• Task details:
Give the items as a numbered list, beginning with the line that contains "# point at: the brown" and continuing through the last line of the items, both ends included. Skip blank lines and omit the pictures.

• Entries provided:

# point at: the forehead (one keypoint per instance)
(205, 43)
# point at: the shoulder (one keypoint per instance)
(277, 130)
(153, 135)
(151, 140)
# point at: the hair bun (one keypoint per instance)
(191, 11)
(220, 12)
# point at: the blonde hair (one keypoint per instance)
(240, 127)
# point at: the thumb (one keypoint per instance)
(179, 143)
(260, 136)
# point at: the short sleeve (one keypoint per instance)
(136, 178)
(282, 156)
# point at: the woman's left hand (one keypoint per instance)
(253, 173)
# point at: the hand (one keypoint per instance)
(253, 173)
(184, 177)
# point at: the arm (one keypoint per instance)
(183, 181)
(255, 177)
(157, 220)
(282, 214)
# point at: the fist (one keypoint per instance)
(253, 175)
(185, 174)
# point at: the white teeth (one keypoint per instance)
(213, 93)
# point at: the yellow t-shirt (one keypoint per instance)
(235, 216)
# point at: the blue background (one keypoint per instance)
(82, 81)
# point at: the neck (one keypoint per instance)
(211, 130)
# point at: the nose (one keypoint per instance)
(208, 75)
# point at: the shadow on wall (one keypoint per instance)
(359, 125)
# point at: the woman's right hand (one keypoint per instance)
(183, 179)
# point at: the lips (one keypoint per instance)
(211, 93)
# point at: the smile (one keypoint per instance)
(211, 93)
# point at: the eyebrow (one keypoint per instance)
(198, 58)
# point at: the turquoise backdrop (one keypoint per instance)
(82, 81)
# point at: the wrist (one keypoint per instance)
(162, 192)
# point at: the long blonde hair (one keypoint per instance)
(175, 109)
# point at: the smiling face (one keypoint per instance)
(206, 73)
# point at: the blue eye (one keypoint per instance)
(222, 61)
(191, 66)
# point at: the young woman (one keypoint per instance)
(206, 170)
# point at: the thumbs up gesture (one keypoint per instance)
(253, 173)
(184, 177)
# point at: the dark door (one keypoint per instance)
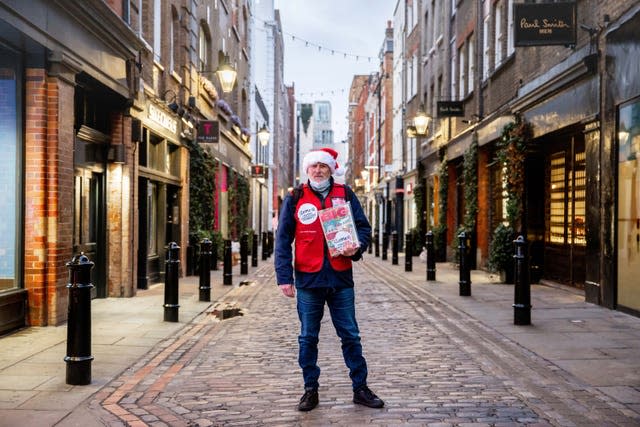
(89, 228)
(565, 238)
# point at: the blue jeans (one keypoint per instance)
(341, 304)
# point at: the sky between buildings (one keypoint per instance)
(327, 42)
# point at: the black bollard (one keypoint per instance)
(79, 356)
(172, 271)
(408, 252)
(376, 242)
(205, 270)
(226, 273)
(431, 257)
(385, 245)
(191, 260)
(244, 253)
(394, 247)
(522, 296)
(214, 256)
(465, 274)
(254, 250)
(270, 240)
(265, 247)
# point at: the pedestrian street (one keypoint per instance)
(430, 362)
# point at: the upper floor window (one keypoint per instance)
(157, 30)
(463, 70)
(486, 44)
(510, 29)
(454, 80)
(472, 63)
(499, 35)
(203, 48)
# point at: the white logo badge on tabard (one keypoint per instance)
(307, 213)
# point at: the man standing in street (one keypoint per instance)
(319, 278)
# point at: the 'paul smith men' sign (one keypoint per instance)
(542, 24)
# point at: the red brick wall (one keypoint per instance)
(48, 198)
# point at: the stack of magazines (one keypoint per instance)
(339, 228)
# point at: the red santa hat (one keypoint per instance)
(324, 155)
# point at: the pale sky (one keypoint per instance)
(351, 27)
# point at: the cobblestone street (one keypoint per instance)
(431, 363)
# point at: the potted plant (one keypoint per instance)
(501, 253)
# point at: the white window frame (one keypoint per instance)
(471, 63)
(157, 30)
(499, 35)
(486, 47)
(463, 70)
(510, 29)
(454, 76)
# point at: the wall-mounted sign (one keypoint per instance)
(541, 24)
(450, 109)
(208, 131)
(163, 119)
(259, 171)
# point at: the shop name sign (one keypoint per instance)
(450, 109)
(208, 131)
(162, 118)
(542, 24)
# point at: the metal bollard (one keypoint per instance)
(214, 256)
(431, 257)
(254, 251)
(465, 274)
(244, 253)
(205, 270)
(376, 242)
(79, 356)
(265, 248)
(522, 290)
(172, 271)
(408, 252)
(226, 272)
(270, 240)
(394, 247)
(385, 245)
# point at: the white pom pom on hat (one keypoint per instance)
(325, 155)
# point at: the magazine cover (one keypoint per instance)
(339, 228)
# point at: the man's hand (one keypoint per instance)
(349, 251)
(288, 290)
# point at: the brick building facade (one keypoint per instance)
(97, 113)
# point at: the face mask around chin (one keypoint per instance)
(319, 186)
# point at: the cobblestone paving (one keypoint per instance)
(429, 370)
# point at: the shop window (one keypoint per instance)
(152, 216)
(499, 194)
(567, 180)
(557, 199)
(10, 171)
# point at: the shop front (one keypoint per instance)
(12, 294)
(162, 191)
(623, 116)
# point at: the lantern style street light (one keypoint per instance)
(263, 135)
(421, 122)
(226, 74)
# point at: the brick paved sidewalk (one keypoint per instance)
(432, 364)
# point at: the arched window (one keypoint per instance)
(204, 48)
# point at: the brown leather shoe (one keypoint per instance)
(364, 396)
(309, 400)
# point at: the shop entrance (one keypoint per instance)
(89, 228)
(565, 238)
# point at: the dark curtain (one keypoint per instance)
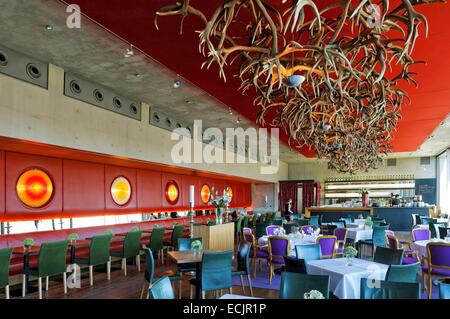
(308, 199)
(288, 190)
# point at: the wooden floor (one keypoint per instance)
(120, 287)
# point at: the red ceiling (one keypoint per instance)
(133, 21)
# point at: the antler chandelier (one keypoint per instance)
(330, 81)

• Answer for this exercise:
1. # point at: the brown leather shoe (one keypoint per instance)
2. (364, 396)
3. (309, 400)
4. # point at: the shop entrance (one keypoint per instance)
5. (89, 228)
6. (565, 238)
7. # point at: the dark curtain (one keypoint per instance)
8. (308, 199)
9. (288, 190)
10. # point at: the wooden floor (one keypoint per instance)
11. (120, 287)
12. # point at: the red ceiling (one keypoint per instance)
13. (133, 21)
14. # point at: the antler chandelier (one keypoint per instance)
15. (330, 81)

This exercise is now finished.